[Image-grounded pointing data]
+++

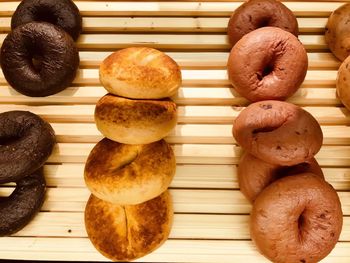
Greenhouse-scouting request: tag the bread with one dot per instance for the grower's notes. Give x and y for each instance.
(135, 121)
(129, 174)
(338, 32)
(278, 132)
(296, 219)
(140, 73)
(124, 233)
(343, 83)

+++

# PROBLEM STATEMENT
Verbatim copy, images excluded: transcribe all the entries above.

# RESPONSE AREA
Greenhouse-scouting request: tag the bread with one dot per instance for the grower's notes. Give x and y for each instance.
(135, 121)
(129, 174)
(338, 32)
(278, 132)
(296, 219)
(140, 73)
(124, 233)
(343, 83)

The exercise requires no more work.